Start EXCERPTED DATA
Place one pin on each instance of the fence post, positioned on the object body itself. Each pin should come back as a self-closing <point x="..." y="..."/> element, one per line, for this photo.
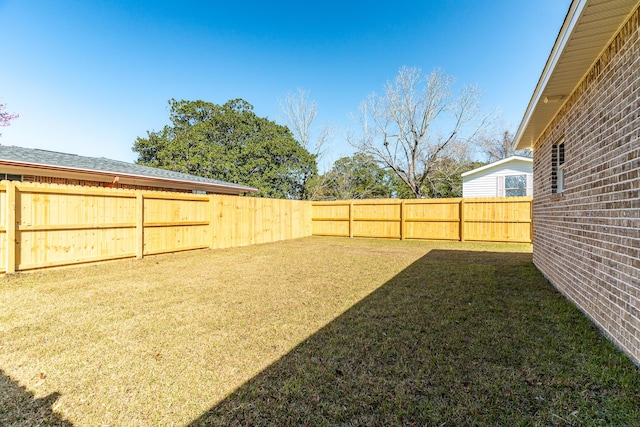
<point x="351" y="219"/>
<point x="11" y="227"/>
<point x="402" y="220"/>
<point x="139" y="224"/>
<point x="212" y="220"/>
<point x="462" y="220"/>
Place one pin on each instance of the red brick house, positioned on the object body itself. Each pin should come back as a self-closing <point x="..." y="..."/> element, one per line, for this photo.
<point x="583" y="124"/>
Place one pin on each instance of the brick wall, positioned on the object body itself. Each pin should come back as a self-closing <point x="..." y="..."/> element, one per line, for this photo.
<point x="587" y="239"/>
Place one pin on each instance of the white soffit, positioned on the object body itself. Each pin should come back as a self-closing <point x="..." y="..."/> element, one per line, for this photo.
<point x="587" y="30"/>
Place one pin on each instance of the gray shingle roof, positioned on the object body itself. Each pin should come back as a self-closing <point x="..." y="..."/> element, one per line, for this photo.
<point x="40" y="157"/>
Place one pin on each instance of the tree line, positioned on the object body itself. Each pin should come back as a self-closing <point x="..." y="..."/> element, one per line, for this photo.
<point x="415" y="140"/>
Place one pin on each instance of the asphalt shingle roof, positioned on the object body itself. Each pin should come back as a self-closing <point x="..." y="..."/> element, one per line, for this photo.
<point x="40" y="157"/>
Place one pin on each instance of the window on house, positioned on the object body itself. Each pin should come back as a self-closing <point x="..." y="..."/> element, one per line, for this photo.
<point x="515" y="185"/>
<point x="558" y="168"/>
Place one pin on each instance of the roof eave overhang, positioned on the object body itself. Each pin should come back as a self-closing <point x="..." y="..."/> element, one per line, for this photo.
<point x="570" y="59"/>
<point x="134" y="179"/>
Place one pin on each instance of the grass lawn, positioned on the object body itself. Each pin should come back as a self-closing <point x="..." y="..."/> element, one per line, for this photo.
<point x="317" y="331"/>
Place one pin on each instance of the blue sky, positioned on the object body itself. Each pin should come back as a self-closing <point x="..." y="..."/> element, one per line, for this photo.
<point x="89" y="76"/>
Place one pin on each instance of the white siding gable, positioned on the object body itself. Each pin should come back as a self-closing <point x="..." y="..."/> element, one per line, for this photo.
<point x="488" y="180"/>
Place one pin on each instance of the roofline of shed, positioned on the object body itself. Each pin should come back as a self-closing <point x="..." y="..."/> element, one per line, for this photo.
<point x="498" y="163"/>
<point x="233" y="188"/>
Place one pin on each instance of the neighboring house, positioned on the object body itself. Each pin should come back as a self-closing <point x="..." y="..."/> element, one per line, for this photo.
<point x="34" y="165"/>
<point x="508" y="177"/>
<point x="583" y="123"/>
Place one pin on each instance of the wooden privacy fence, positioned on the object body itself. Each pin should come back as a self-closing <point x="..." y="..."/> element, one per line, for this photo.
<point x="507" y="219"/>
<point x="43" y="225"/>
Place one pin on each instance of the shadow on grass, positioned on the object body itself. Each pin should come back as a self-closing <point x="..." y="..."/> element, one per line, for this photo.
<point x="18" y="407"/>
<point x="457" y="338"/>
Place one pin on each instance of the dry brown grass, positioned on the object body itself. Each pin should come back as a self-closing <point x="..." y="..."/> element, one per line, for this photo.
<point x="161" y="340"/>
<point x="317" y="331"/>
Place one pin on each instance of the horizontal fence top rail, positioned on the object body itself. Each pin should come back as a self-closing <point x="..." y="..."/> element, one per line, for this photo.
<point x="504" y="219"/>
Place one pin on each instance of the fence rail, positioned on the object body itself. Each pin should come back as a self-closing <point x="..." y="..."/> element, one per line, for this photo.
<point x="46" y="225"/>
<point x="507" y="219"/>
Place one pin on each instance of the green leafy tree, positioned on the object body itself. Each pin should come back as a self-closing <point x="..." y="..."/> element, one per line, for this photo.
<point x="231" y="143"/>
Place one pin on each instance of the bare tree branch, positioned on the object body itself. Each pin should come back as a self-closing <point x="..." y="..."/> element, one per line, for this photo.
<point x="400" y="128"/>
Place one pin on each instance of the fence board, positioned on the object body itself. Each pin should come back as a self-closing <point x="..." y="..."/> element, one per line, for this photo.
<point x="3" y="226"/>
<point x="491" y="219"/>
<point x="58" y="225"/>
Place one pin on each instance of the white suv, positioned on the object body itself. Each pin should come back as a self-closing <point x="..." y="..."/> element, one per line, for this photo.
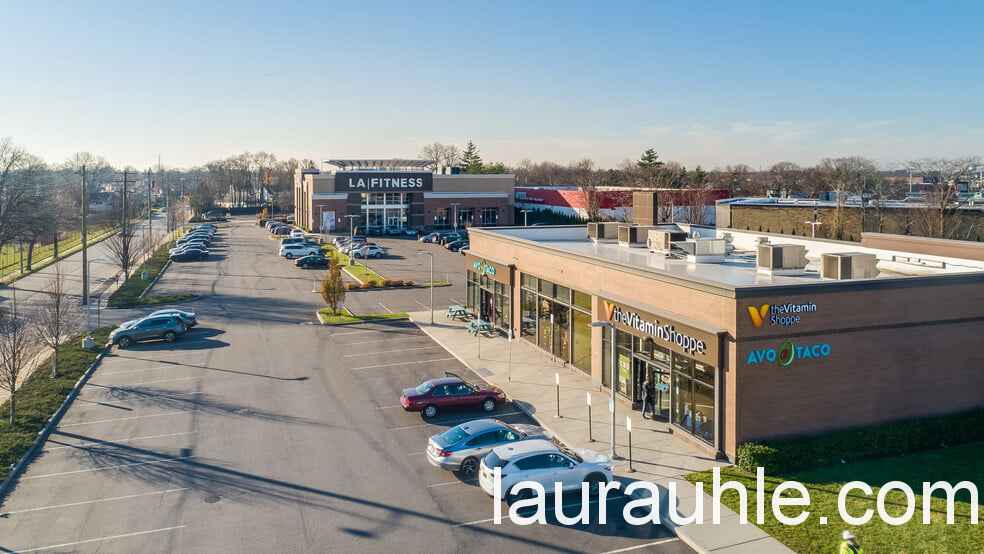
End EXCERPTED DATA
Starting at the line that contains "Place one pin on each instance of the fence board, positioned" and ending at the close of the listing, rewrite every line, including the requests, with each point coordinate in the answers multiplied by 1.1 and rounded to the nearest whole number, halves rounding up. Reproduce only that span and omit the pictures.

Place one pin on each instance of the fence board, positioned on the object body itself. Each pin should come back as a self-closing <point x="..." y="..."/> element, one per line, for this photo.
<point x="3" y="249"/>
<point x="540" y="241"/>
<point x="64" y="248"/>
Place one pin on each instance of the white suv, positioned on the object body itself. Each pin should come back as a self-closing <point x="..." y="..."/> element, one per line, for this photo.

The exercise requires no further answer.